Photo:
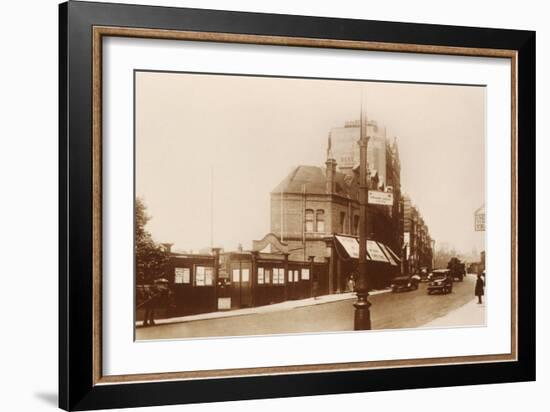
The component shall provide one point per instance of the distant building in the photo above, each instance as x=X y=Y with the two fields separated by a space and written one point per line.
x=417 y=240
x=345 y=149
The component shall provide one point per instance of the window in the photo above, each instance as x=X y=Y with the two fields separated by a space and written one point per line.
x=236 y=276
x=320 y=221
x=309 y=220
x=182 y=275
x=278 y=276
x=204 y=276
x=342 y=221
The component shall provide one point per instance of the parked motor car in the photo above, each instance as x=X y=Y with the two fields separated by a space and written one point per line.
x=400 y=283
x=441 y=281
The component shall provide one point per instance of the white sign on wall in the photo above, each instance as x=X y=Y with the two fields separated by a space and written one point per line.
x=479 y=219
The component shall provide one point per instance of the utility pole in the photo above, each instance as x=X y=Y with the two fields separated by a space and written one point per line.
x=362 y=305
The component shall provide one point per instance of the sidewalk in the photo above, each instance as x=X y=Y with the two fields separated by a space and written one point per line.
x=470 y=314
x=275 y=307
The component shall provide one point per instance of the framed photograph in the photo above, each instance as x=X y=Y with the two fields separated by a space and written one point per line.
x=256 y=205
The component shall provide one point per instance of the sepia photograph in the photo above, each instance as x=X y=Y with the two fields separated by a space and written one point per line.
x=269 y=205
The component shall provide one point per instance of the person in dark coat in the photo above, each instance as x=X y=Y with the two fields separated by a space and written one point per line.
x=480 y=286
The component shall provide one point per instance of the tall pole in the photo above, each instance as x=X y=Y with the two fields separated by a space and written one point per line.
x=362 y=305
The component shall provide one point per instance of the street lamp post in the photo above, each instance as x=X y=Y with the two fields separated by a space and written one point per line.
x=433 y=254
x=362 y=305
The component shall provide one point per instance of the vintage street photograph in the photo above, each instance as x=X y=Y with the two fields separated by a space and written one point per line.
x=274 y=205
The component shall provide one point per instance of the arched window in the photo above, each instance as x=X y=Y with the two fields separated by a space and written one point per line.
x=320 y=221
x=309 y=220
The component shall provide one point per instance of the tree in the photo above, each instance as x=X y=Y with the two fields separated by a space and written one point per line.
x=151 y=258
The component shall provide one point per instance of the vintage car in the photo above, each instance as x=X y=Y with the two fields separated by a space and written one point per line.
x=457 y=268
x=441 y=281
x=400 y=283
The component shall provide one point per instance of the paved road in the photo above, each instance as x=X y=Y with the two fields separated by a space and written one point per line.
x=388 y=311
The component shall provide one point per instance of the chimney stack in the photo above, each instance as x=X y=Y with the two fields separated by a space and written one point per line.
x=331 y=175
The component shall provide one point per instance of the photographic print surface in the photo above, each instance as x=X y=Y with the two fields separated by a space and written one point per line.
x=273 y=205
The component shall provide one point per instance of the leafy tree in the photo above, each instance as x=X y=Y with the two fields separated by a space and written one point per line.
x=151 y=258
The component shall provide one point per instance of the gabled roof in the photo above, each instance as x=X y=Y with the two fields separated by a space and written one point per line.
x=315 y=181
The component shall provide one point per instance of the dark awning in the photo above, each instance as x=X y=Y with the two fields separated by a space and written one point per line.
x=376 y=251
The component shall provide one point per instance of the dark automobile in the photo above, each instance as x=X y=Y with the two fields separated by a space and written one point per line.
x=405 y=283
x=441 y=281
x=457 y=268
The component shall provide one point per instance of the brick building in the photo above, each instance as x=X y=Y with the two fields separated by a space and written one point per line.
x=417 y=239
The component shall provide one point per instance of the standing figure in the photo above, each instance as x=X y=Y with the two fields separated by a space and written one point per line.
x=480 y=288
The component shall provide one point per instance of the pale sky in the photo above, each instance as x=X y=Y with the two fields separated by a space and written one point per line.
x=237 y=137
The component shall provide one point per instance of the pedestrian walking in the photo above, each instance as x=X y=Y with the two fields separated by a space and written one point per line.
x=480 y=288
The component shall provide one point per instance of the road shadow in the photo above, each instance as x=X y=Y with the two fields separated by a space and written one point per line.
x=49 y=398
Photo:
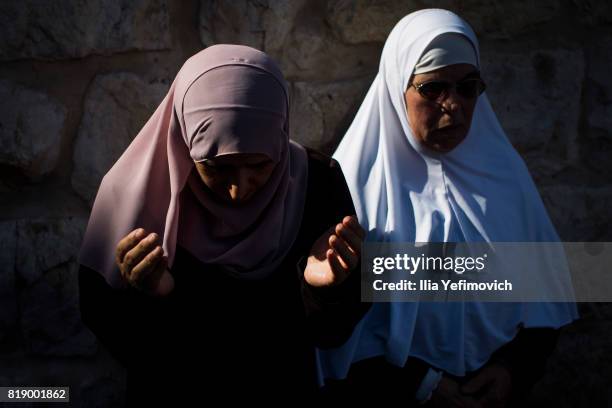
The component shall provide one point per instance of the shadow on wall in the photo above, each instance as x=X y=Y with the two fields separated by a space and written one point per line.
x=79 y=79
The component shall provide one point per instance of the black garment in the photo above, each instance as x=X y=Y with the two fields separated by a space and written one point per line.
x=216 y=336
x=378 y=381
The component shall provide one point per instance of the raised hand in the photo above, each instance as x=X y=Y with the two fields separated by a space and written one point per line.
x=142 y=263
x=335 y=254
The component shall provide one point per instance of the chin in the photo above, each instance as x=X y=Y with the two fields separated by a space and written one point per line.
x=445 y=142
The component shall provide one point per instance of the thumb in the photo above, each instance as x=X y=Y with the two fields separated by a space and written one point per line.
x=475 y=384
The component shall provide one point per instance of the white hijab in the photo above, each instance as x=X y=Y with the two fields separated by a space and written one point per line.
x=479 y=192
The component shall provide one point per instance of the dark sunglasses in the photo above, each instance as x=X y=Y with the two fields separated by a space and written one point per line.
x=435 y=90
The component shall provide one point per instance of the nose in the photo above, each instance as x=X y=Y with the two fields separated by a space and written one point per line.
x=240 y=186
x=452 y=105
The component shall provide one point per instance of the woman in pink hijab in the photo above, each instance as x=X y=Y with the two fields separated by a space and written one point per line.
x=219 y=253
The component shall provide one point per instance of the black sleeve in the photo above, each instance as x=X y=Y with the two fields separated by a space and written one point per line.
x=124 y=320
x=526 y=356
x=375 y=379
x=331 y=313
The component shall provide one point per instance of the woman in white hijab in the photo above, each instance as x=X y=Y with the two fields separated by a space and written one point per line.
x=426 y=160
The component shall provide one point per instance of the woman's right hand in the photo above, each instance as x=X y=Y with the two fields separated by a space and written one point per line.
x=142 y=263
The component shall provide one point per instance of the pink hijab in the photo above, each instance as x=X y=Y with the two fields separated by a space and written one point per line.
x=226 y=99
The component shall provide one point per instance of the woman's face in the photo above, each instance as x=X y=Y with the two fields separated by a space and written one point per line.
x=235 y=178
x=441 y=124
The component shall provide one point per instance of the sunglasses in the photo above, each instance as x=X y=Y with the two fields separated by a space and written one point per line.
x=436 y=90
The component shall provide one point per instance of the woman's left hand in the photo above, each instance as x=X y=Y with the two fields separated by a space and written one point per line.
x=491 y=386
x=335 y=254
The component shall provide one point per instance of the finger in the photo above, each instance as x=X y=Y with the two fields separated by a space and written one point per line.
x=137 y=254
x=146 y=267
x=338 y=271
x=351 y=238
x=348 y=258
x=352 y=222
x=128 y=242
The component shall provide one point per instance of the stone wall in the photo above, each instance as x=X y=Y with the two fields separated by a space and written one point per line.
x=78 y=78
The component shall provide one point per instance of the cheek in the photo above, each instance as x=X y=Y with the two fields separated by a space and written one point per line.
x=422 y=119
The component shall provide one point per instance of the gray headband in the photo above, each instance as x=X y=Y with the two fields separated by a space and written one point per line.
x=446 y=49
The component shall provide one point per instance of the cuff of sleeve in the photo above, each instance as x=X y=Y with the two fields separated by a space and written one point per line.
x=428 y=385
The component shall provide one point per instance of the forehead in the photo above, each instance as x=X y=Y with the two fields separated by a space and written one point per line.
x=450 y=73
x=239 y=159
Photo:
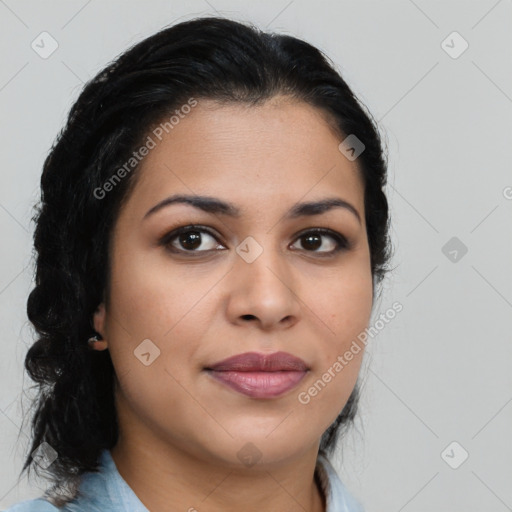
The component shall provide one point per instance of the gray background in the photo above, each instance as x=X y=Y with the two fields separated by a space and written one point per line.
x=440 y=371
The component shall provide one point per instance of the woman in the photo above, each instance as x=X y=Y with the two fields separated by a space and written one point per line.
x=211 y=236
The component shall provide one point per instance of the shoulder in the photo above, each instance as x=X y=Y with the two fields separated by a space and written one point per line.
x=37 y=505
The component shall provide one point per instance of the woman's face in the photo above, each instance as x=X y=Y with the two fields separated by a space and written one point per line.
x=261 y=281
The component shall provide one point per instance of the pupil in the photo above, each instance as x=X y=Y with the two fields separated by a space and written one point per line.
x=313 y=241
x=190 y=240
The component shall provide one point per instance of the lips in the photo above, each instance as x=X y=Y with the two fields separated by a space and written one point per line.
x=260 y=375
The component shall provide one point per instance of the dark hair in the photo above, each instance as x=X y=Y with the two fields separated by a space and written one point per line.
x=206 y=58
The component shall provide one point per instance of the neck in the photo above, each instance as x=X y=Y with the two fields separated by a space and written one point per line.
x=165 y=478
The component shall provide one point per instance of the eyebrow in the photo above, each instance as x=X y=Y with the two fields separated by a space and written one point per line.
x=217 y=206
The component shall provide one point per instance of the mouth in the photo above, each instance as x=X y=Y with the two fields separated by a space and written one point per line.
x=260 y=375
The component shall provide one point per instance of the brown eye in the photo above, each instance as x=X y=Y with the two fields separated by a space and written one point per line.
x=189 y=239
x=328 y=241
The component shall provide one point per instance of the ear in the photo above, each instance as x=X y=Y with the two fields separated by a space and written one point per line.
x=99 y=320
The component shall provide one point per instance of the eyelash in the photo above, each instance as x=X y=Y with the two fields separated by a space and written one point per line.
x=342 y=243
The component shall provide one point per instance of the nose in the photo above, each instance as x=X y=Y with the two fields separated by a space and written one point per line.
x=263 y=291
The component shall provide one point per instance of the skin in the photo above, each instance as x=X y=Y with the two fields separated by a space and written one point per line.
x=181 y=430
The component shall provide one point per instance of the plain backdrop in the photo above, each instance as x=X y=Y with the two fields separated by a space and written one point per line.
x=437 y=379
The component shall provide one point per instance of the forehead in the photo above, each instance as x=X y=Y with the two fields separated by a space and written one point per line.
---
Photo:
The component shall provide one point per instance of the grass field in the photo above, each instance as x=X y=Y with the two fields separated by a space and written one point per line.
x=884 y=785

Problem statement
Rescale the stretch from the line containing "The component shall provide one point per instance of the neck" through the line containing "x=165 y=478". Write out every line in it again, item wording included and unchanged, but multiply each coordinate in the answer points by 2.2 and round it to a whole number, with halves rounded up.

Answer to the exercise
The component shall provide one point per instance of the neck in the photo above, each instance as x=X y=Y with the two fields separated by a space and written one point per line.
x=363 y=1052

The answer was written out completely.